> Page:
··········

Applying the abuse of discretion standard, the Court will not disturb the bankruptcy court's decision to direct entry of default, enter default judgment on the Amended Counterclaim and deny Plaintiff leave to file her reply to the Amended Counterclaim out of time unless the Court has "a definite and firm conviction that the bankruptcy court made a clear error of judgment or exceeded the bounds of permissible choice under the circumstances." United States v. Berger (In re Tanaka Brothers Farms, Inc.), 36 F.3d 996, 998 (10th Cir. 1994) (citation omitted). The Court has such a conviction for two reasons.

··········

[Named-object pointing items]
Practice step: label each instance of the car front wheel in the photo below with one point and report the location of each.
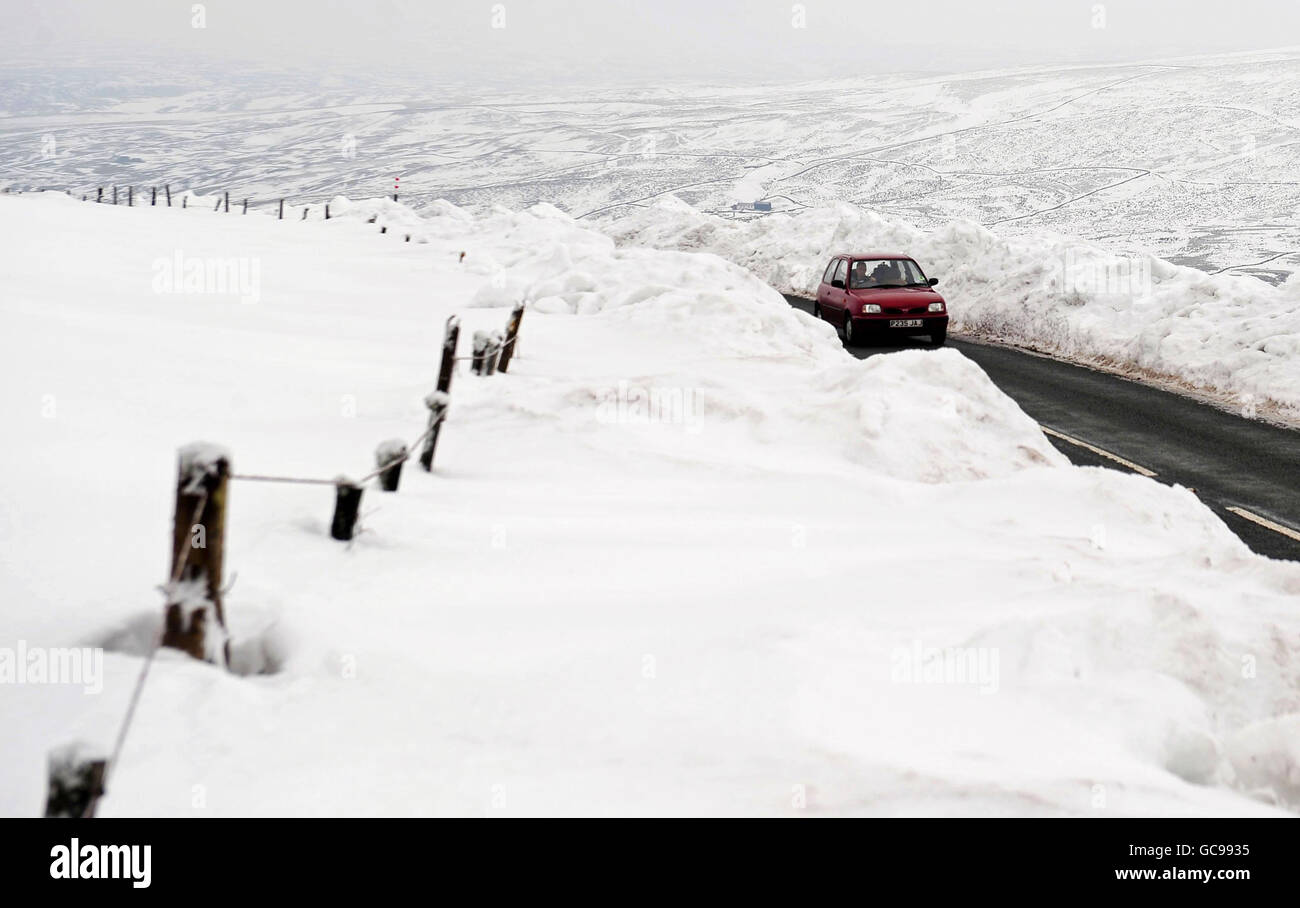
(849, 337)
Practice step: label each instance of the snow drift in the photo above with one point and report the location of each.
(687, 557)
(1233, 338)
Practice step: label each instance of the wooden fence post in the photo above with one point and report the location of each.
(76, 781)
(194, 619)
(507, 349)
(479, 355)
(494, 342)
(445, 371)
(437, 403)
(389, 458)
(347, 502)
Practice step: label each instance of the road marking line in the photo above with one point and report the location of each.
(1118, 459)
(1266, 523)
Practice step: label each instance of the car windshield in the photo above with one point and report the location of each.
(867, 273)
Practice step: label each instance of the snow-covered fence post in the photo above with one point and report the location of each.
(445, 371)
(76, 781)
(479, 358)
(493, 354)
(389, 458)
(437, 403)
(194, 619)
(507, 349)
(347, 502)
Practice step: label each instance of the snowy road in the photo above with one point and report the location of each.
(1229, 461)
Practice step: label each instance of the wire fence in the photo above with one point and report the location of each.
(194, 618)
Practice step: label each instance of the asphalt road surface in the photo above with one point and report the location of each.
(1248, 472)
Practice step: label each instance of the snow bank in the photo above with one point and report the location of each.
(687, 557)
(1234, 338)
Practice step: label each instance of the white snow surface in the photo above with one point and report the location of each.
(1229, 337)
(687, 557)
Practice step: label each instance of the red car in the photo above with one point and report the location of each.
(879, 295)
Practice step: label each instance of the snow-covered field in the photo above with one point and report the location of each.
(687, 557)
(1233, 338)
(1194, 159)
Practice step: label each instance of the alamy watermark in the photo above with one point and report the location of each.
(948, 665)
(52, 665)
(186, 273)
(638, 405)
(1084, 272)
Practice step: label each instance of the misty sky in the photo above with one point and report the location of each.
(644, 40)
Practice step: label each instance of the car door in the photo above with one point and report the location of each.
(835, 298)
(823, 289)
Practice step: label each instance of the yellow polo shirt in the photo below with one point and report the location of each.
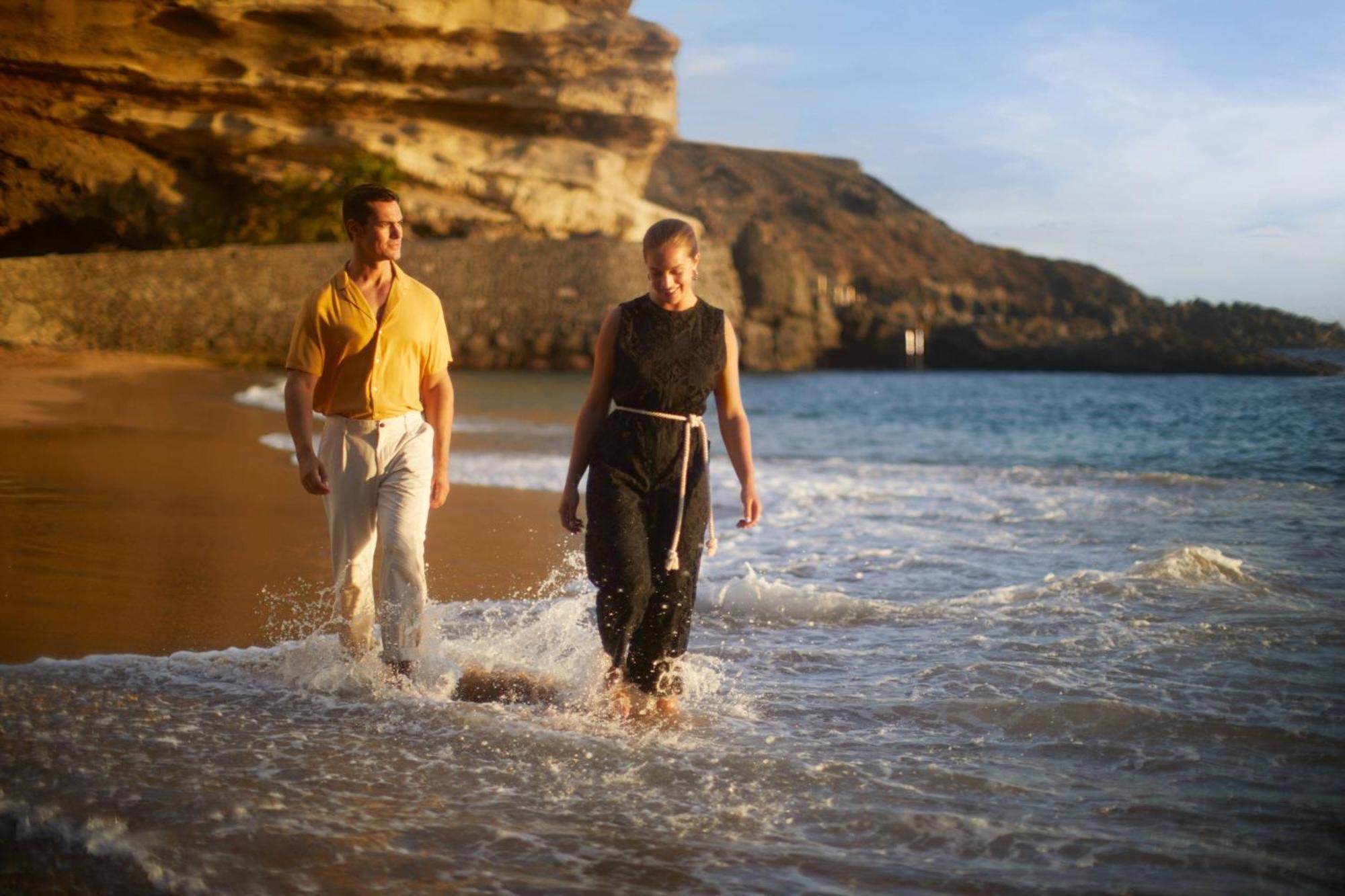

··········

> Given problem: Write out the abuse of discretion passage again, starting with "Applying the abuse" and going on through "for two reasons.", and change "Amended Counterclaim" to "Revised Counterclaim".

> Response:
Applying the abuse of discretion standard, the Court will not disturb the bankruptcy court's decision to direct entry of default, enter default judgment on the Revised Counterclaim and deny Plaintiff leave to file her reply to the Revised Counterclaim out of time unless the Court has "a definite and firm conviction that the bankruptcy court made a clear error of judgment or exceeded the bounds of permissible choice under the circumstances." United States v. Berger (In re Tanaka Brothers Farms, Inc.), 36 F.3d 996, 998 (10th Cir. 1994) (citation omitted). The Court has such a conviction for two reasons.